(Request):
Reproduce the items below with each occurrence of "rough mask" replaced by "coarse mask", keeping all other text unchanged.

(Records supplied):

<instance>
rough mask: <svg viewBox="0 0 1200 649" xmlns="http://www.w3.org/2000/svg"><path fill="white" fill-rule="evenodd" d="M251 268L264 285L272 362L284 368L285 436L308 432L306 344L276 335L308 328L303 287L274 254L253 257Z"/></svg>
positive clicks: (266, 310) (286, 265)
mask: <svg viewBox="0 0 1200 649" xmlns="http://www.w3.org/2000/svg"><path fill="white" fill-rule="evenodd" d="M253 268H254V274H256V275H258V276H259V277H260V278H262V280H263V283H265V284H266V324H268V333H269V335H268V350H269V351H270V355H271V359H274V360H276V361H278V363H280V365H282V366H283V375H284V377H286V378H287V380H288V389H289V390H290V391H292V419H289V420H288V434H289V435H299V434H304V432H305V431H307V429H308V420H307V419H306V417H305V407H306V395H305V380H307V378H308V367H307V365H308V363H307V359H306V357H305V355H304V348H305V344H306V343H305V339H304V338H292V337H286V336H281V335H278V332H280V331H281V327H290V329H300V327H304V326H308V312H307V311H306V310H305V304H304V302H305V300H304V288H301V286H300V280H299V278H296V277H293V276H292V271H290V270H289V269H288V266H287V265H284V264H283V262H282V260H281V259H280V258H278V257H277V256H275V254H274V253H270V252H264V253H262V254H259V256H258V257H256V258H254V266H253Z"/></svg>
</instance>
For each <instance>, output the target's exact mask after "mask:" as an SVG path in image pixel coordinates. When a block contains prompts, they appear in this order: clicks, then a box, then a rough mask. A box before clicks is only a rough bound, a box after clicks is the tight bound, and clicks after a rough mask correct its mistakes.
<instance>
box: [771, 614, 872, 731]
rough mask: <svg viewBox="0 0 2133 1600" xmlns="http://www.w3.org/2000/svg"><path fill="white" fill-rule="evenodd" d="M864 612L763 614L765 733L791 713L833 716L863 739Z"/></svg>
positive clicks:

(Solution for this exercise):
<instance>
coarse mask: <svg viewBox="0 0 1200 649" xmlns="http://www.w3.org/2000/svg"><path fill="white" fill-rule="evenodd" d="M251 268L264 285L272 362L284 368L285 436L308 432L306 344L276 335L308 328L303 287L274 254L253 257Z"/></svg>
positive clicks: (266, 310) (286, 265)
mask: <svg viewBox="0 0 1200 649" xmlns="http://www.w3.org/2000/svg"><path fill="white" fill-rule="evenodd" d="M253 268H254V274H256V275H258V276H259V277H260V278H262V280H263V283H265V284H266V324H268V333H269V335H268V350H269V351H270V355H271V359H274V360H276V361H278V363H280V365H282V366H283V375H284V377H286V378H287V380H288V389H289V390H290V391H292V419H289V420H288V434H289V435H299V434H304V432H305V431H307V429H308V420H307V419H306V417H305V407H306V395H305V380H307V378H308V367H307V365H308V363H307V359H306V357H305V355H304V348H305V344H306V343H305V339H304V338H292V337H286V336H281V335H278V332H280V331H281V327H290V329H300V327H304V326H308V312H307V311H306V310H305V304H304V302H305V300H304V288H301V286H300V280H299V278H296V277H293V276H292V271H290V270H289V269H288V266H287V265H284V264H283V262H282V260H281V259H280V258H278V257H277V256H275V254H274V253H270V252H264V253H262V254H259V256H258V257H256V258H254V266H253Z"/></svg>
</instance>
For each <instance>, output the target's exact mask after "mask:" as an SVG path in image pixel coordinates. When a block contains prompts, they appear in this order: clicks, then a box, then a coarse mask. A box before clicks is only a rough bound, a box after clicks is the tight bound, and clicks after a coarse mask correct its mistakes.
<instance>
box: [771, 614, 872, 731]
coarse mask: <svg viewBox="0 0 2133 1600" xmlns="http://www.w3.org/2000/svg"><path fill="white" fill-rule="evenodd" d="M864 612L763 614L765 733L791 713L833 716L863 739Z"/></svg>
positive clicks:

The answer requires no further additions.